== Given entries
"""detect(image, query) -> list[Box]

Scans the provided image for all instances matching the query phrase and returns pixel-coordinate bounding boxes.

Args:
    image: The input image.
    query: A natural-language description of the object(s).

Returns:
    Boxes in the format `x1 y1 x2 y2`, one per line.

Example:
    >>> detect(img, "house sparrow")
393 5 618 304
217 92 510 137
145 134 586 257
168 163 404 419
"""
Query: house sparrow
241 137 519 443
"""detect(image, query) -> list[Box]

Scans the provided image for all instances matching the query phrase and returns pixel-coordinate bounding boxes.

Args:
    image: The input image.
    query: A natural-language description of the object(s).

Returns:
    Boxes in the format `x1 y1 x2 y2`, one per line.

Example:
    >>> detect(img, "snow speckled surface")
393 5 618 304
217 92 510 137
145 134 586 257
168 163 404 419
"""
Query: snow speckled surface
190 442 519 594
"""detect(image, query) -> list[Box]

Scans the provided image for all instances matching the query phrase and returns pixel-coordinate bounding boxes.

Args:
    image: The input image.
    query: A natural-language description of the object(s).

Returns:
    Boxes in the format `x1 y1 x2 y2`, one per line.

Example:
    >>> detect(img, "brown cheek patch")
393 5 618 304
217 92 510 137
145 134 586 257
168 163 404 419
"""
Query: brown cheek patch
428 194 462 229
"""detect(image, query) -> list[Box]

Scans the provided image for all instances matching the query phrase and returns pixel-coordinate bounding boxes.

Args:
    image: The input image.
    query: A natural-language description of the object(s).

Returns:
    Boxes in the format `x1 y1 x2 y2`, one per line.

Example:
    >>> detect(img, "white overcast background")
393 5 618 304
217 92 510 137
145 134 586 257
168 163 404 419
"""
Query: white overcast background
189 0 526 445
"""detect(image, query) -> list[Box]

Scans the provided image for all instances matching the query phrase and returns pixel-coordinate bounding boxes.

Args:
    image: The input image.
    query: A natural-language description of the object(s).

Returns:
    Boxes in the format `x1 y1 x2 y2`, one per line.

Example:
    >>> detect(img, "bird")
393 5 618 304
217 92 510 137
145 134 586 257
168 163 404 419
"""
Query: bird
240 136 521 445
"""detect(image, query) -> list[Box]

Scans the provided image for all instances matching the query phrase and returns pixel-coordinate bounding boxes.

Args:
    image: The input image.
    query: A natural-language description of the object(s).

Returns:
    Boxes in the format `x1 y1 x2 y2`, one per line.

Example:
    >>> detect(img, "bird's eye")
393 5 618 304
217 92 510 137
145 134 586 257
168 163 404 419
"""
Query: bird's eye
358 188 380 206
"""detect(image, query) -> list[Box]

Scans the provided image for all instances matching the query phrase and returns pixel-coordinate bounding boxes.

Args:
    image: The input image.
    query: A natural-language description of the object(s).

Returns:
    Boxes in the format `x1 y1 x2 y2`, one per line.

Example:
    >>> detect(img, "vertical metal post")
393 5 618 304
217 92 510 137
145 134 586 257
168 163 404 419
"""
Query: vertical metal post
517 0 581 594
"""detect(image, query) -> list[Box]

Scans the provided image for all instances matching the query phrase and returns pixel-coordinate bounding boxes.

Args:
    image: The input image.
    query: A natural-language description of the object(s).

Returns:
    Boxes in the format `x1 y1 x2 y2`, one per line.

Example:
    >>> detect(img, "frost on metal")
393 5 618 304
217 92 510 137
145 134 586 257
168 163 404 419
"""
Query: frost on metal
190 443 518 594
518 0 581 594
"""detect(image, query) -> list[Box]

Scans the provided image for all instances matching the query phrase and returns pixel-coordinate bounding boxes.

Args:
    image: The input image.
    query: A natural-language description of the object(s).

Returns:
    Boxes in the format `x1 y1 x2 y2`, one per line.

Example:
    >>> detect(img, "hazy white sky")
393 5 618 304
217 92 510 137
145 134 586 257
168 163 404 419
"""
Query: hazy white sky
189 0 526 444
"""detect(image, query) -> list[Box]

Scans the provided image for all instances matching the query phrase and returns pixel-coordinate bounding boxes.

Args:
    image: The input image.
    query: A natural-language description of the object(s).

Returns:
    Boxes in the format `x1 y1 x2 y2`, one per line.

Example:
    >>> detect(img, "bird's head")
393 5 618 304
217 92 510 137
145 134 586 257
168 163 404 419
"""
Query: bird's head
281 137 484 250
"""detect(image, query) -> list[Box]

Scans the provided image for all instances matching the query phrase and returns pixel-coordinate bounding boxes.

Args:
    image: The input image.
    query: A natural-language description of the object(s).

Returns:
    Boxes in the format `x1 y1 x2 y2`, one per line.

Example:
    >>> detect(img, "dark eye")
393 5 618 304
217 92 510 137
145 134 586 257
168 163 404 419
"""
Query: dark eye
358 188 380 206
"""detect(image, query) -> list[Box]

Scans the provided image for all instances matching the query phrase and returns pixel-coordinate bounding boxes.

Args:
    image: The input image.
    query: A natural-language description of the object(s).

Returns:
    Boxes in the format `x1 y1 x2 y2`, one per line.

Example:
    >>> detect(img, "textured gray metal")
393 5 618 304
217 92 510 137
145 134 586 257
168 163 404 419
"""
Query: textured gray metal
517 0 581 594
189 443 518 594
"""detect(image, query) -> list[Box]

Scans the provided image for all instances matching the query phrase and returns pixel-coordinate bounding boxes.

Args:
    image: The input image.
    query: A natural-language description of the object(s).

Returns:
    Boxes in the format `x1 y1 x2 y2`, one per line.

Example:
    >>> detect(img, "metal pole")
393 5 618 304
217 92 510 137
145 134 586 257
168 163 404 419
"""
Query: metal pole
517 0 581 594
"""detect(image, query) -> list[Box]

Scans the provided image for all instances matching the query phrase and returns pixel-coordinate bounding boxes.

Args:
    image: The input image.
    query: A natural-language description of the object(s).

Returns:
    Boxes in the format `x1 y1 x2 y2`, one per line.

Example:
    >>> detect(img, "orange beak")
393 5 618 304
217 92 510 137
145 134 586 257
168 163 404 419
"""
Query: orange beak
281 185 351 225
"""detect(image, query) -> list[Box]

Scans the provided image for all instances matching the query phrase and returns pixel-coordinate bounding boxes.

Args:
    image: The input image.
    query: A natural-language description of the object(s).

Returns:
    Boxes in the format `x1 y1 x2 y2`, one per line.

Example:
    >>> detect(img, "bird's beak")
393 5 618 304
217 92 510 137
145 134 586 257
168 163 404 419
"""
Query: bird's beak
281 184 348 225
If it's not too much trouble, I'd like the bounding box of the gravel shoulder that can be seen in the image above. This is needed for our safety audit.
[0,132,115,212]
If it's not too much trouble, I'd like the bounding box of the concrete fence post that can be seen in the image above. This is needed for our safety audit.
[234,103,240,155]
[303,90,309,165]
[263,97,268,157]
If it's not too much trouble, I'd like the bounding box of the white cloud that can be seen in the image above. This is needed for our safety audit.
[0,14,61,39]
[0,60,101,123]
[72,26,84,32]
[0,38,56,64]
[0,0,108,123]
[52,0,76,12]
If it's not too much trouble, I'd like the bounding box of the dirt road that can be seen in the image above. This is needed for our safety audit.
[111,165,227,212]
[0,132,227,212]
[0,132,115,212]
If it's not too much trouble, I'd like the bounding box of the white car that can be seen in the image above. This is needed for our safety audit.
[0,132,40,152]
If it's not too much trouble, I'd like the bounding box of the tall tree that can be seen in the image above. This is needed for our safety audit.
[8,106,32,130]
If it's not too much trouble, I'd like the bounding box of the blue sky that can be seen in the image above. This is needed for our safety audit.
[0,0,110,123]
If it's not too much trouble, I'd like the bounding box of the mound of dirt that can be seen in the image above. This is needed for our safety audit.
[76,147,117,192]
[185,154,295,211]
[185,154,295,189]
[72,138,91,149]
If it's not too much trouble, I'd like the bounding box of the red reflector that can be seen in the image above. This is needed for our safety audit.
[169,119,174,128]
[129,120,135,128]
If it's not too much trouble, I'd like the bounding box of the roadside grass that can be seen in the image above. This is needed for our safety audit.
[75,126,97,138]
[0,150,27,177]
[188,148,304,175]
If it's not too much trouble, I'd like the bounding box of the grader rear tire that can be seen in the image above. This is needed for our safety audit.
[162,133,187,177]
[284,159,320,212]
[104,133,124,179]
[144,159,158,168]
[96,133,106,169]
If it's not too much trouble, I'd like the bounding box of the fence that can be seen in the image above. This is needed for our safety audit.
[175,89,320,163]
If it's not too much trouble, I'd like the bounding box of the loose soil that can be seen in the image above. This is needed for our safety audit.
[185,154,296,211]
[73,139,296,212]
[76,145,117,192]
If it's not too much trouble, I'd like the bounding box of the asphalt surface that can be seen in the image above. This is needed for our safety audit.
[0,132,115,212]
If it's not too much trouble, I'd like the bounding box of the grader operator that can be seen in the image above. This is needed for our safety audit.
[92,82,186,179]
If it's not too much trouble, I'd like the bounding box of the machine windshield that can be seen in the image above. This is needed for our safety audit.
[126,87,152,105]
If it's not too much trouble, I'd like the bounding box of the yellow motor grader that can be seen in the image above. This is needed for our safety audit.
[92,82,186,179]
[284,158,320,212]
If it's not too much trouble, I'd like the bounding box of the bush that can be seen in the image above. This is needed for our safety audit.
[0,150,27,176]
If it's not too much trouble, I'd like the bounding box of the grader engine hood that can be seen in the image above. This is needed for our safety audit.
====
● What this task involves
Retype the lines verbatim, from the first line through the line containing "190 442 519 594", including both.

● Reply to the task
"""detect(image, query) -> list[Box]

Scans the provided image for all instances matching the query phrase and returns pixel-coordinate bounding boxes.

Args:
    image: The input image.
    query: A natural-language description of the object(s).

Returns:
    Boxes in the format `x1 y1 x2 y2`, one per line.

Example:
    >>> detect(img, "house sparrow")
393 5 618 304
217 92 510 137
145 134 586 257
168 163 404 419
"""
Query: house sparrow
241 137 519 443
"""detect(image, query) -> list[Box]

Scans the provided image for all instances matching the query phrase and returns pixel-coordinate bounding boxes.

Args:
    image: The input image.
    query: A natural-language description of the object(s).

Returns:
    Boxes in the format `x1 y1 x2 y2`, one per line.

Example:
    >>> detect(img, "snow speckled surface")
393 5 618 304
217 92 510 137
145 134 586 257
168 163 404 419
"""
Query: snow speckled surface
190 442 519 594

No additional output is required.